# Your objective:
Count the lines below that contain the string "rocky", treating case as significant, and give only the number.

# Dataset records:
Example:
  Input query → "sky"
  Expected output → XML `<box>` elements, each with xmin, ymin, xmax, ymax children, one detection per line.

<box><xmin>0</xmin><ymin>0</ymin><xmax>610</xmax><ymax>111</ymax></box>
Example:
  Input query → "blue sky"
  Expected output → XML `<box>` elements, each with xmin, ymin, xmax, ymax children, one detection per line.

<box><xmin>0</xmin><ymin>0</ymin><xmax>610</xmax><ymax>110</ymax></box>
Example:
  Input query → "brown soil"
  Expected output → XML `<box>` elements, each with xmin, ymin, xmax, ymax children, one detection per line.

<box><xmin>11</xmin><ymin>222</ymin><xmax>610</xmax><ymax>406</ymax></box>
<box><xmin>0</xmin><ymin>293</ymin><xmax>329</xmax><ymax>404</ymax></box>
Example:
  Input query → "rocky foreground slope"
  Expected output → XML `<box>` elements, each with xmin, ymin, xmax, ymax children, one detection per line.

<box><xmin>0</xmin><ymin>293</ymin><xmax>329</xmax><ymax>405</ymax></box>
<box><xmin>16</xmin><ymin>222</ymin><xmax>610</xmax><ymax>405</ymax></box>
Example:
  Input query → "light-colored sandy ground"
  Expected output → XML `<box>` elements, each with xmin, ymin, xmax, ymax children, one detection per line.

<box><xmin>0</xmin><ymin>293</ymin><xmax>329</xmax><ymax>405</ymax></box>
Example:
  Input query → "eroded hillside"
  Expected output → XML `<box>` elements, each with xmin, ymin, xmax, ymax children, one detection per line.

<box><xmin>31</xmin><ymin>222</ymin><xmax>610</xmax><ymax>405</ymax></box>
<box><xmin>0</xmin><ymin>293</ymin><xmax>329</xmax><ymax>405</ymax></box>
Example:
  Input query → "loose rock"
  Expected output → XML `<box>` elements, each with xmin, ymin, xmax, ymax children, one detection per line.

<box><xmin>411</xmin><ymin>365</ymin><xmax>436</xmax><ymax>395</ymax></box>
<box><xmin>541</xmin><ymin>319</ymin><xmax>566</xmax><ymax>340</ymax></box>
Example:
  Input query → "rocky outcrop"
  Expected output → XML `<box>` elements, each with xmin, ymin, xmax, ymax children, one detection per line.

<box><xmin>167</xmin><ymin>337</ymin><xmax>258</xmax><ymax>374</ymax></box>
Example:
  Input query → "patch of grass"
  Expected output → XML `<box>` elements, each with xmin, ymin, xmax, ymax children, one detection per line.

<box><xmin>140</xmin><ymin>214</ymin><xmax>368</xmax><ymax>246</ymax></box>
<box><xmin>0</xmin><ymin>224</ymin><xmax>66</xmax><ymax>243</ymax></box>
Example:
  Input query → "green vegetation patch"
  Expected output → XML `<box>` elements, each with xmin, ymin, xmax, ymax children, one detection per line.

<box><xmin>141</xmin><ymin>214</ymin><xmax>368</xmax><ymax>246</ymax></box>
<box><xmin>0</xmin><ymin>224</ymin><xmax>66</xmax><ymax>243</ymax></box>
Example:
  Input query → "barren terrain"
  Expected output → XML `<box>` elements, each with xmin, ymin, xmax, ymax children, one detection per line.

# The result:
2